[Source data]
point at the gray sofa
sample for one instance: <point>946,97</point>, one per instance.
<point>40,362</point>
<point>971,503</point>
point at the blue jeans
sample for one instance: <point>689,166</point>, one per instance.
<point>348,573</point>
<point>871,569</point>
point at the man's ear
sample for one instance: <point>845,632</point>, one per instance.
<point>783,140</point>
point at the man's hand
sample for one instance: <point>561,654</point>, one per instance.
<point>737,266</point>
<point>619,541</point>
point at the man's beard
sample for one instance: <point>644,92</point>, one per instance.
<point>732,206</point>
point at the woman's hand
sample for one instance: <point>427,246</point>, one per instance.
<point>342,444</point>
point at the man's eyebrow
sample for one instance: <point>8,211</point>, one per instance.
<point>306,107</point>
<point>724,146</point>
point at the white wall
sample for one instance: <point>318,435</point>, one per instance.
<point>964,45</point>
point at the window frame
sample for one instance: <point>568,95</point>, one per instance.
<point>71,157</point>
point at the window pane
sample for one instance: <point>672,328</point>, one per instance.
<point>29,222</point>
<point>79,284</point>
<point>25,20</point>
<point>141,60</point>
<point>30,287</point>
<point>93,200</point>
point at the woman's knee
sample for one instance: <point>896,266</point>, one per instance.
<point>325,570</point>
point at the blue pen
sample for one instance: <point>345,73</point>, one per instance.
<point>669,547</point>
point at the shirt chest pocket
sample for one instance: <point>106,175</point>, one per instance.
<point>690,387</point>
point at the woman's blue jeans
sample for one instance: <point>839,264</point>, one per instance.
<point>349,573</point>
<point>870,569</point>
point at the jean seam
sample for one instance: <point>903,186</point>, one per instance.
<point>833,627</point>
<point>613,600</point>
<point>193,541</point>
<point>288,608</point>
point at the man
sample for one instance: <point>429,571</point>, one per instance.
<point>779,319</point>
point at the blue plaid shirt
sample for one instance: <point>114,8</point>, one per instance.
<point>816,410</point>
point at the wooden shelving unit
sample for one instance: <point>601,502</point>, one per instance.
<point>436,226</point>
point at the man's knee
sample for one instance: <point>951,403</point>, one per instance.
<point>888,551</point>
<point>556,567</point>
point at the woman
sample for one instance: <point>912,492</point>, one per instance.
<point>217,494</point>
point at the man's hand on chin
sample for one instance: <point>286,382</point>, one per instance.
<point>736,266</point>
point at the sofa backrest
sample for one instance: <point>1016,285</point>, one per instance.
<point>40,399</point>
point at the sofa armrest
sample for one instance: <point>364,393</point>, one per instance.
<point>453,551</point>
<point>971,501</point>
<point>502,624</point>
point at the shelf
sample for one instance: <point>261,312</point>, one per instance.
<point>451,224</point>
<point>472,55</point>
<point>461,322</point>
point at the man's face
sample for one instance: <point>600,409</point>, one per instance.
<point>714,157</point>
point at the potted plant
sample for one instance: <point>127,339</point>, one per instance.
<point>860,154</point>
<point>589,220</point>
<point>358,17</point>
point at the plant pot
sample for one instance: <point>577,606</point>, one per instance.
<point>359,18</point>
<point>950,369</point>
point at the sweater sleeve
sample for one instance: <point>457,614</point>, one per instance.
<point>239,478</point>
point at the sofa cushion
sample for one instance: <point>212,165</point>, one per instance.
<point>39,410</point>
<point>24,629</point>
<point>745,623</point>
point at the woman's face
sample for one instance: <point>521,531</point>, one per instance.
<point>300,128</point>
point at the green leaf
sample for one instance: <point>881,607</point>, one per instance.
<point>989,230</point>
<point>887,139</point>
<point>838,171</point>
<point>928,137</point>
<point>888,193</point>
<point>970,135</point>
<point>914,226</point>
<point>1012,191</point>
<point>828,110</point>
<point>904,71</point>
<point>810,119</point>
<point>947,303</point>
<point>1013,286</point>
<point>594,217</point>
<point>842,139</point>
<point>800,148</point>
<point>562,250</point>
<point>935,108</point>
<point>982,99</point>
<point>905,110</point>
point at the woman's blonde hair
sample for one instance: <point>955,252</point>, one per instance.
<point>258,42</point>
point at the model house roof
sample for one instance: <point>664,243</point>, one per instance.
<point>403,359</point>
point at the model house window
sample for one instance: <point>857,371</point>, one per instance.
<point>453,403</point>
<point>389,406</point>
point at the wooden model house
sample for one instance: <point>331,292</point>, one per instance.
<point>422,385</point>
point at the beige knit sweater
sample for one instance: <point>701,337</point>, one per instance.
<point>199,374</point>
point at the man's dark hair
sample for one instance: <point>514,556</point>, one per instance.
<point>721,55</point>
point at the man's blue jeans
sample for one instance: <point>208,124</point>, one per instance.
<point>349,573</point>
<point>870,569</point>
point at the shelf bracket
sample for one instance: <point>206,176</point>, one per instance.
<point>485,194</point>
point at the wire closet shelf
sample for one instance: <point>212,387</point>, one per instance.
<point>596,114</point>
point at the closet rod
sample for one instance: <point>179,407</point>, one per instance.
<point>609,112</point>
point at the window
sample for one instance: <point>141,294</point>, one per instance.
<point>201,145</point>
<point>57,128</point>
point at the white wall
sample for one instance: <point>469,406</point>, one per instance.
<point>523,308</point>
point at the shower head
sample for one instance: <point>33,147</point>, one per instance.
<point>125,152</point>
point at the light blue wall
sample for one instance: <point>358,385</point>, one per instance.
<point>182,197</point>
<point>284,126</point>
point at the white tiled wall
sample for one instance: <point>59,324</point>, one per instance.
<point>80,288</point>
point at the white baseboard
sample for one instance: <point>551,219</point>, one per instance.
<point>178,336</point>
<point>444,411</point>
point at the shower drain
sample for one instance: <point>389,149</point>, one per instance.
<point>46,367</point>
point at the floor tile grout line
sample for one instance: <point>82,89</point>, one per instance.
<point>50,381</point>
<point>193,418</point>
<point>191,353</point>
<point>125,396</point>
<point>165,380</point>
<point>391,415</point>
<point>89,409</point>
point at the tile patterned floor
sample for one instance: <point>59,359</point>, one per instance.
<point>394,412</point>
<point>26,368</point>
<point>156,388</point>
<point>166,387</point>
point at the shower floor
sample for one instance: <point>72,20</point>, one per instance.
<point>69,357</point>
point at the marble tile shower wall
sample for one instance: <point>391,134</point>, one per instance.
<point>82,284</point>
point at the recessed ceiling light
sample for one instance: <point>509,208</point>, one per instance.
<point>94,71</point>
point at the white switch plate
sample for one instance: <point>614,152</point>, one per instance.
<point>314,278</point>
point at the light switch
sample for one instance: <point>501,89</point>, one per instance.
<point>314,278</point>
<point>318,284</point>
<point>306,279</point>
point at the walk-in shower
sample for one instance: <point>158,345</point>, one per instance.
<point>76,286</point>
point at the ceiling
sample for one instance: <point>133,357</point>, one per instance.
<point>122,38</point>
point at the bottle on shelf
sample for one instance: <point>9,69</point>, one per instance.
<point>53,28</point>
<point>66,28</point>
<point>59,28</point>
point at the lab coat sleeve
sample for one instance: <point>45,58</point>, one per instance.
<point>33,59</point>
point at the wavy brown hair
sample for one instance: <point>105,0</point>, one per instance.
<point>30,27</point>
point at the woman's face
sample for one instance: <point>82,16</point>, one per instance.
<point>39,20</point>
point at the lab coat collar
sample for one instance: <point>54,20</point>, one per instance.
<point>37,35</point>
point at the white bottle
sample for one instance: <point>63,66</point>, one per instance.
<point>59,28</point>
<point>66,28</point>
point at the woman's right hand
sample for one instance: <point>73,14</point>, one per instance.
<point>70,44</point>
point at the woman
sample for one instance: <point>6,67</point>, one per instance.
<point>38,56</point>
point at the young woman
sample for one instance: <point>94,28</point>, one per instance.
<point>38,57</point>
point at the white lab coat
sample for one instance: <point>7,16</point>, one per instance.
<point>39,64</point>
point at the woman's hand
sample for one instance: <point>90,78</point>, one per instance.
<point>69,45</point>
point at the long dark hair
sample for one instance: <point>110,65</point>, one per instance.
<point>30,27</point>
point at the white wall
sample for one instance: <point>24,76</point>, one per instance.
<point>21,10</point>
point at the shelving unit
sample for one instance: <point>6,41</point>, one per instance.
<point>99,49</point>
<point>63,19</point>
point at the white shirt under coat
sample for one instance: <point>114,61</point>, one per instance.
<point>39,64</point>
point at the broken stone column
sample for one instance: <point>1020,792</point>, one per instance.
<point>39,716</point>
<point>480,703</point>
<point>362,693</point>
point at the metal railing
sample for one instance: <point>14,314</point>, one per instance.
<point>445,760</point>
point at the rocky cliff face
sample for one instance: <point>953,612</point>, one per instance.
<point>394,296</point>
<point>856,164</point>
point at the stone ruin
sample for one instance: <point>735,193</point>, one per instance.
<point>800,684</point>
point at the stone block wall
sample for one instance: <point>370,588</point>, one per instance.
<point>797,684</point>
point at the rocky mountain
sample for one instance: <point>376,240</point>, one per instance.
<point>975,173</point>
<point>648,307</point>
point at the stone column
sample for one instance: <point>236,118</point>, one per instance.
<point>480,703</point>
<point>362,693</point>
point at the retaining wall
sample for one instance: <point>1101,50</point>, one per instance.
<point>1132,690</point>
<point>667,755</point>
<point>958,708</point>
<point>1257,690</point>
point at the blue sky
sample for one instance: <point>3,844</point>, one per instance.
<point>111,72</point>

Task brief:
Copy out the items above word for word, starting at the line that contains "point at the wavy brown hair" and ending at the line that contains "<point>38,57</point>", with both of those lines included.

Solution:
point at the wavy brown hair
sample for one instance: <point>105,0</point>, one per instance.
<point>30,27</point>
point at the woman's face
sample for one instance: <point>82,16</point>, one per instance.
<point>39,20</point>
point at the lab coat collar
sample for one instance: <point>54,20</point>, one per instance.
<point>37,35</point>
point at the white bottle
sample for one instance: <point>63,66</point>, one per instance.
<point>59,28</point>
<point>66,28</point>
point at the woman's right hand
sample for one instance: <point>73,14</point>, one per instance.
<point>70,44</point>
point at the woman
sample for one instance: <point>6,67</point>, one per instance.
<point>38,56</point>
point at the young woman
sample for one instance: <point>94,28</point>, one per instance.
<point>38,57</point>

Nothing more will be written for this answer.